*** Opening of PROVIDED DATA ***
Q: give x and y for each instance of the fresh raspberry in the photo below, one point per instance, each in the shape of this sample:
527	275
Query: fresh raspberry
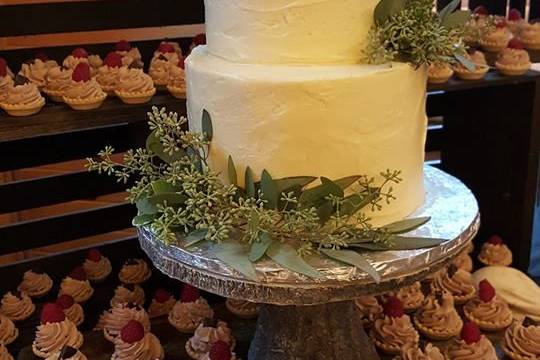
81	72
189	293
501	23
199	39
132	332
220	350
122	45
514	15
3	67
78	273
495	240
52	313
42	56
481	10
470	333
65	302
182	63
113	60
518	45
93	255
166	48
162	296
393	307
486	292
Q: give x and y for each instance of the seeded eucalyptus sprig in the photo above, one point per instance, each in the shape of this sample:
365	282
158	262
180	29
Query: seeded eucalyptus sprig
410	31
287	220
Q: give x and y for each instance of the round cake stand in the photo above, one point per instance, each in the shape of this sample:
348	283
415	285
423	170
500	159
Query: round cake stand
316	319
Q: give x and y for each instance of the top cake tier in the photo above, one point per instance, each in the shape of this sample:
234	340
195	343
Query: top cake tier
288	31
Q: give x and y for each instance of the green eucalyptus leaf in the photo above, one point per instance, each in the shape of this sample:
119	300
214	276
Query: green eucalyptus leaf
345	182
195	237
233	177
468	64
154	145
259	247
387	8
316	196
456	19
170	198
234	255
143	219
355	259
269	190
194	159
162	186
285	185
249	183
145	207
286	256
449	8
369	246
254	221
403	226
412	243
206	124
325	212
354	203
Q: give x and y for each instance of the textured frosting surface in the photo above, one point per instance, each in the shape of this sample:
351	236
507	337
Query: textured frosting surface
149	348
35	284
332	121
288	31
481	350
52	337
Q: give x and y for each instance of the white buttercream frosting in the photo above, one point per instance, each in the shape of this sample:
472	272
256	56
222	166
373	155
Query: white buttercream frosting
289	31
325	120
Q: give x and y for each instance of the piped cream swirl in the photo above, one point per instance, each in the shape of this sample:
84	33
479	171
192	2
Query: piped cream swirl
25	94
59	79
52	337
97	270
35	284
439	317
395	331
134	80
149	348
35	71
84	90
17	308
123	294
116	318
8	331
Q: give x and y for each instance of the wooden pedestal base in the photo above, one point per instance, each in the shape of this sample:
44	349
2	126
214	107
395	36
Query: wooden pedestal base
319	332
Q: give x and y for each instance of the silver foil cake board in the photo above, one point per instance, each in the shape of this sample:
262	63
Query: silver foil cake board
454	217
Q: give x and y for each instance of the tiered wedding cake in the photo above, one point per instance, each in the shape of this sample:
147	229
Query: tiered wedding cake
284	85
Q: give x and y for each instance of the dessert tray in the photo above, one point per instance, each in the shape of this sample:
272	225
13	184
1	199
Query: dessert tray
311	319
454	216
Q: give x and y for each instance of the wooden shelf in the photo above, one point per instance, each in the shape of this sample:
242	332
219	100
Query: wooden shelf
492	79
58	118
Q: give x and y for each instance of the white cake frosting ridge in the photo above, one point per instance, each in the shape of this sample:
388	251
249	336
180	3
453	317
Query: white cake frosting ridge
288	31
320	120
*** Close of PROVIDED DATA ***
• [TASK DIRECTIONS]:
Reproduce the entries exactly. Do not carry over any picture.

• [TASK RESULT]:
Q: give x and y for each instance of the fresh raspberry in the photo below, one point per instance, each in the shape of this sample:
527	275
Query: fresh raspberry
81	72
189	293
501	23
199	39
132	332
220	350
122	45
514	15
3	67
78	273
495	240
52	313
42	56
481	10
470	333
65	302
182	63
113	60
518	45
93	255
166	48
162	296
393	307
486	292
Q: give x and y for each instance of the seeded eucalyptus sprig in the photo above, one point per instance, each in the shape of this sample:
365	282
158	262
180	29
Query: seeded eucalyptus sprig
410	31
287	220
Q: give x and y for each instance of the round cake stand in the photo above, one point per instance, each in the shape of this sample:
348	283
415	285
423	170
500	159
Query: round cake stand
316	319
Q: give x and y for each instance of the top cake tier in the photo above, one point per instance, each in the shape of this sample:
234	340
195	343
Query: top cake tier
288	31
Q: give x and y for each instance of the green eucalyptus leaf in the photo above, one point per instance, each in the shape of this sample:
119	300
214	276
Query: green eucalyptus leaf
345	182
195	237
233	177
468	64
154	145
259	247
387	8
316	196
456	19
170	198
234	255
143	219
355	259
269	190
194	159
162	186
285	185
249	183
145	207
286	256
449	8
369	246
254	221
403	226
412	243
206	124
325	212
354	203
Q: give x and y for each instance of the textured frosting surface in the photo above, one point per instance, each in the shape of this sample:
351	236
507	337
Query: textured frosting surface
149	348
35	284
332	121
288	31
481	350
52	337
Q: give x and y for each instance of the white buttercream frosting in the photo above, one point per instance, each in the shape of this sample:
472	272
256	56
222	166
373	155
Query: white buttercream frosting
289	31
325	120
Q: give x and y for each instance of the piped cream swirl in the photo above, one point per instance, each in the shape of this sample:
84	33
479	171
192	2
Query: piped cream swirl
25	94
59	79
52	337
97	270
35	284
439	317
395	331
134	80
149	348
35	71
84	90
17	308
123	294
116	318
8	331
Q: give x and y for each instance of the wooden pedestal base in the photo above, one point per instance, each in the shape of this sample:
44	349
2	126
214	107
395	36
Query: wooden pedestal base
319	332
Q: give x and y for each instance of the silver foil cake board in the photo above, one point per instance, each in the shape of this sample:
262	63
Query: silver foil cake board
454	217
Q: give x and y for each instance of the tiered wedding cake in the photo above, one point per instance, each in the shape of this sample:
147	229
Query: tiered wedding cake
284	85
Q: give x and y for each instance of the dessert tray in the photo above, one point per instance, each in the shape of this sample:
272	225
13	184
1	199
Query: dessert tray
311	319
454	216
Q: give x and y for each instance of the wooden shelf in the photo above, one point per instance, each in the shape of this sample:
242	332
219	100
Query: wooden shelf
492	79
58	118
Q: give x and y for each instance of the white cake frosting ridge in the photo above, one point per instance, each in the shape of this sample:
388	251
249	336
180	3
453	317
Query: white cake frosting ridge
288	31
320	120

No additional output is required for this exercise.